• **Aufgabenbeschreibung**:
Schreiben Sie aus dem Absatz des Textauszugs, der mit „Was unternimmt Regensburg“ beginnt, alle Substantive heraus, die keine Eigennamen sind. Halten Sie die Reihenfolge ein, in der sie vorkommen.

• **Textauszug**:
######

Was unternimmt Regensburg, um sich auf eine drohende Energieknappheit vorzubereiten? Oberbürgermeisterin Gertrud Maltz-Schwarzfischer erläutert, wo die Stadt bereits Energie einspart und welche Maßnahmen geplant sind.

Porträt: Gertrud Maltz-Schwarzfischer
Oberbürgermeisterin Gertrud Maltz-Schwarzfischer © Bilddokumentation Stadt Regensburg

29. Juli 2022

Frau Maltz-Schwarzfischer, die Frage, was wir jetzt tun müssen, damit uns das Gas in diesem Winter nicht ausgeht, wird derzeit heiß diskutiert. Wie beschäftigt sich die Stadt Regensburg mit dem Thema?

######

• **Datenabschnitt**:
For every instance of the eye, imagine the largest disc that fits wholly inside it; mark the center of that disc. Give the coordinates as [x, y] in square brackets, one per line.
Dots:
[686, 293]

######

• **Lösung der Aufgabe**:
Energieknappheit, Oberbürgermeisterin, Stadt, Energie, Maßnahmen